■ **STATED PROBLEM**:
Gather every line in the listing below that contains the string "porch" and copy each one out in full. Case counts, so match only that exact capitalization.

=== MATERIAL ===

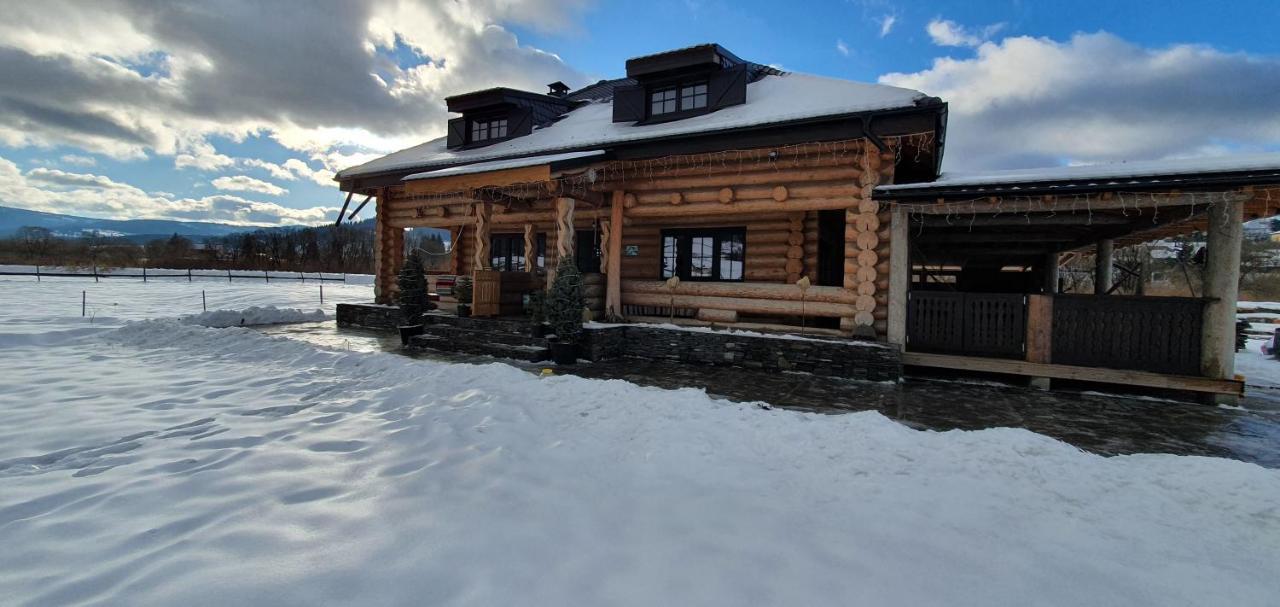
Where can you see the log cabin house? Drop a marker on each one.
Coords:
(743, 179)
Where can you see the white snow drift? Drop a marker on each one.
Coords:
(164, 462)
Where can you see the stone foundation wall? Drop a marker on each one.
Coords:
(369, 315)
(832, 357)
(603, 343)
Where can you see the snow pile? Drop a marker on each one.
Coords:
(205, 466)
(255, 315)
(773, 99)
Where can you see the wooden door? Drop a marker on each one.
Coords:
(485, 293)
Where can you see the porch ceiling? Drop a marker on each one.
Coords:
(1020, 231)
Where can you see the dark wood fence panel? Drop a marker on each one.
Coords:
(995, 324)
(976, 324)
(933, 322)
(1159, 334)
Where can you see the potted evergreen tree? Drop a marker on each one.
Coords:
(414, 299)
(462, 292)
(565, 311)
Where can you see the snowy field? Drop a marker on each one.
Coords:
(167, 462)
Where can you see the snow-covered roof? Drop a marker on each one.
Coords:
(503, 164)
(1102, 174)
(772, 99)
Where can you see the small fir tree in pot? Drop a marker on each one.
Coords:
(565, 311)
(412, 297)
(462, 292)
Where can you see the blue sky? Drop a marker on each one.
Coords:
(135, 109)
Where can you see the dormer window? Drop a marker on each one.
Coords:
(688, 96)
(682, 83)
(488, 128)
(501, 114)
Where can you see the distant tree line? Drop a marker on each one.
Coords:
(336, 249)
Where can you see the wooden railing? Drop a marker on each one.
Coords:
(1160, 334)
(976, 324)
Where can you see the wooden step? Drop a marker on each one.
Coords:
(1074, 373)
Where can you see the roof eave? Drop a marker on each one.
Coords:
(393, 176)
(1082, 186)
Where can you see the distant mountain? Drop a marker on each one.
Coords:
(133, 229)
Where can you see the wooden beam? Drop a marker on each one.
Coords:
(481, 259)
(343, 211)
(613, 273)
(899, 277)
(969, 220)
(1074, 204)
(359, 208)
(1074, 373)
(530, 249)
(474, 181)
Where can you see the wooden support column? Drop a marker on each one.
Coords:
(862, 223)
(1050, 286)
(899, 277)
(388, 251)
(795, 247)
(613, 269)
(1221, 284)
(1143, 269)
(1040, 332)
(483, 259)
(530, 249)
(455, 250)
(563, 233)
(1102, 270)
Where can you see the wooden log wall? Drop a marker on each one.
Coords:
(775, 200)
(777, 204)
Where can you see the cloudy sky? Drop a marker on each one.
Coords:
(240, 112)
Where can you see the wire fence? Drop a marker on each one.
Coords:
(204, 300)
(190, 275)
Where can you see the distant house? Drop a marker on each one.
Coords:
(741, 179)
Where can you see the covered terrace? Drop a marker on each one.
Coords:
(979, 286)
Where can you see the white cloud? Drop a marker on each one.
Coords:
(245, 183)
(99, 196)
(946, 32)
(74, 159)
(327, 78)
(887, 23)
(275, 170)
(1096, 97)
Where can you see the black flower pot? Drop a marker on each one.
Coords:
(563, 354)
(410, 331)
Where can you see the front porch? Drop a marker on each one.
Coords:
(983, 291)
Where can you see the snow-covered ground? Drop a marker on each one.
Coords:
(165, 462)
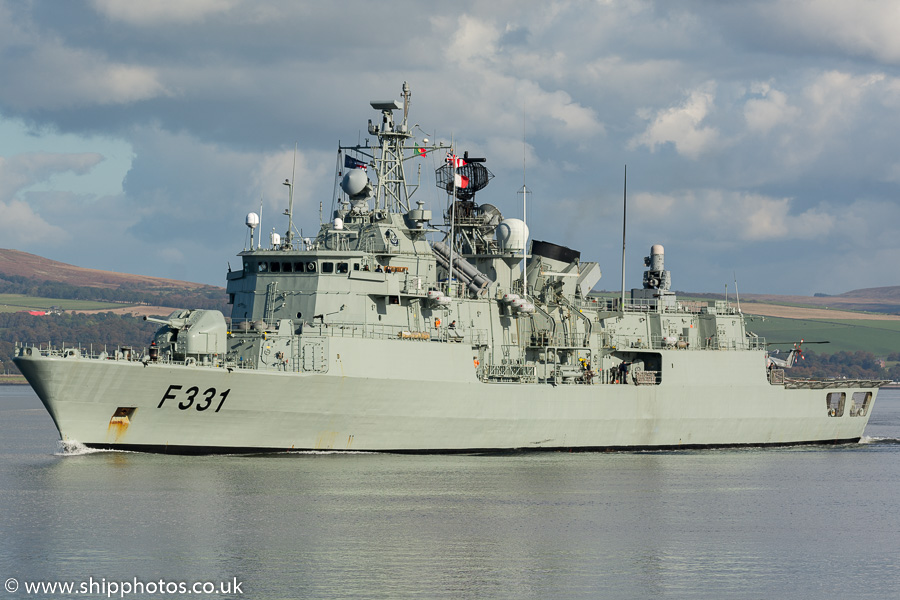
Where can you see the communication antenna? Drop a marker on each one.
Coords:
(624, 212)
(259, 239)
(289, 236)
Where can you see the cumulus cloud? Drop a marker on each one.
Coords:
(42, 72)
(725, 215)
(682, 125)
(160, 12)
(768, 110)
(21, 226)
(23, 170)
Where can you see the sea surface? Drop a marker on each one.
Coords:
(813, 522)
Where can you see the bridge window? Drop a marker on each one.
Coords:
(834, 401)
(859, 403)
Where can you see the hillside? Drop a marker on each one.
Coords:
(37, 277)
(38, 268)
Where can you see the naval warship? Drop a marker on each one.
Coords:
(388, 332)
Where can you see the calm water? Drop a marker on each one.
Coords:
(811, 522)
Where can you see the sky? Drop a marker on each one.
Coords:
(761, 137)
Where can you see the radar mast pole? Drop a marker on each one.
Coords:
(624, 213)
(524, 210)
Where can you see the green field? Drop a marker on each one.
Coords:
(18, 302)
(878, 337)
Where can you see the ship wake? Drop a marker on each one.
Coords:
(76, 448)
(874, 439)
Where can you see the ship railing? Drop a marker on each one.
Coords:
(66, 350)
(679, 342)
(820, 384)
(444, 333)
(545, 338)
(776, 376)
(510, 372)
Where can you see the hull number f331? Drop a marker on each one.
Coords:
(189, 396)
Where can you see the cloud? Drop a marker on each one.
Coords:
(21, 226)
(23, 170)
(41, 71)
(725, 215)
(160, 12)
(682, 125)
(769, 110)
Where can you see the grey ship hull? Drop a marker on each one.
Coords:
(435, 403)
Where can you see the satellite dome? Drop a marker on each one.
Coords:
(512, 235)
(354, 182)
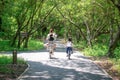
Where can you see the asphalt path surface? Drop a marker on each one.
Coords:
(59, 67)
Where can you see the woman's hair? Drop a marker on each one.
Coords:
(51, 30)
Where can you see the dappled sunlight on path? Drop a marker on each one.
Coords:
(60, 68)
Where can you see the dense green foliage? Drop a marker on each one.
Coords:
(5, 61)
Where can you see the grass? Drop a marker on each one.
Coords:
(6, 61)
(98, 52)
(32, 45)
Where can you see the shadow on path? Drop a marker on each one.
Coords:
(50, 72)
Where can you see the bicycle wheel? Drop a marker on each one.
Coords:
(69, 54)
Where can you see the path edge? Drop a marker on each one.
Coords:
(23, 72)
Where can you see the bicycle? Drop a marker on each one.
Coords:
(51, 48)
(69, 52)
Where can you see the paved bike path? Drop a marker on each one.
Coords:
(60, 68)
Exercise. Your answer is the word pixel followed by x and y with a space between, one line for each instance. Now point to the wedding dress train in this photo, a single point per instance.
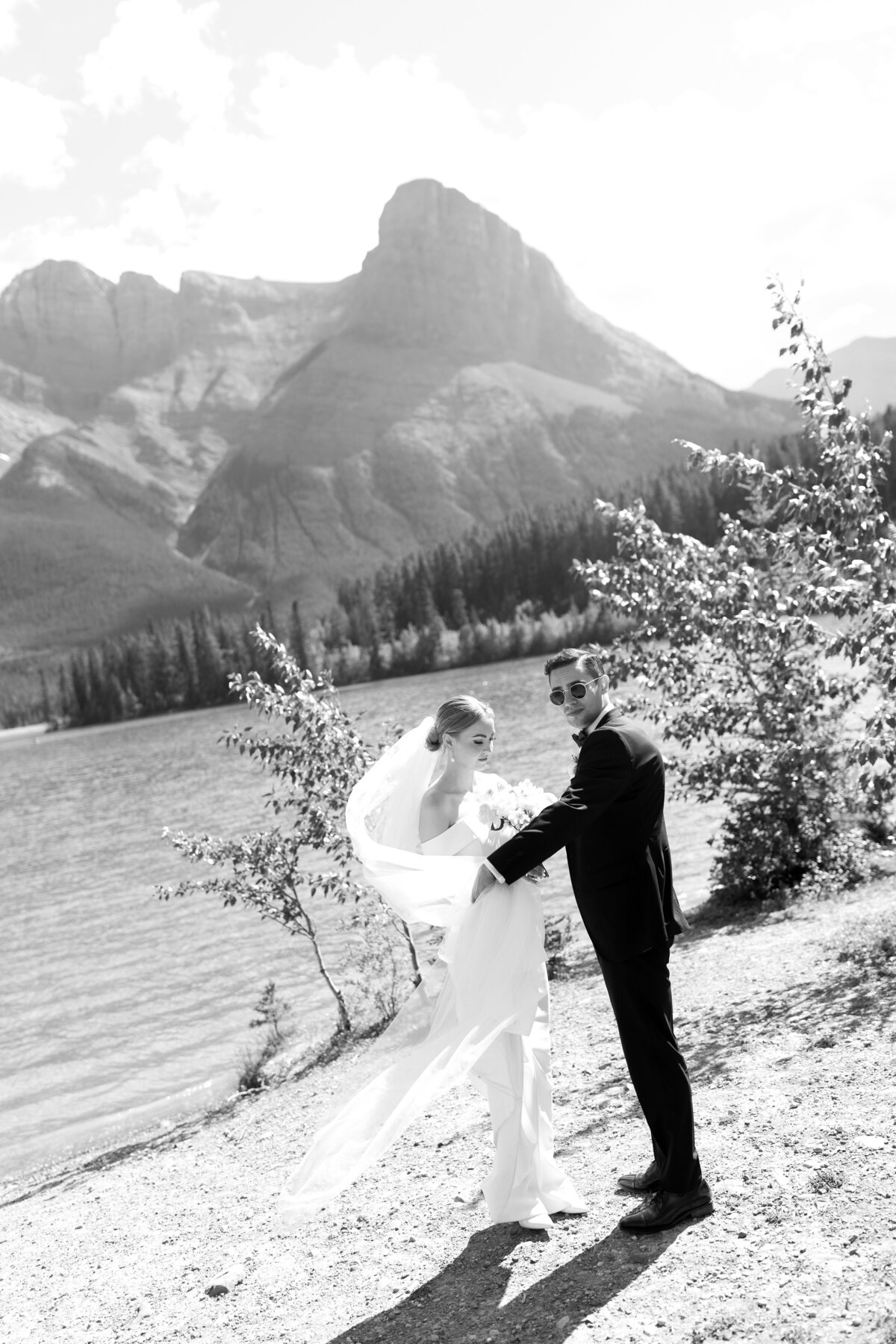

===

■ **FINISHED TASK**:
Where can you see the porch ceiling? Drop a marker on each one.
Where can you see the front porch? Drop a marker on each one.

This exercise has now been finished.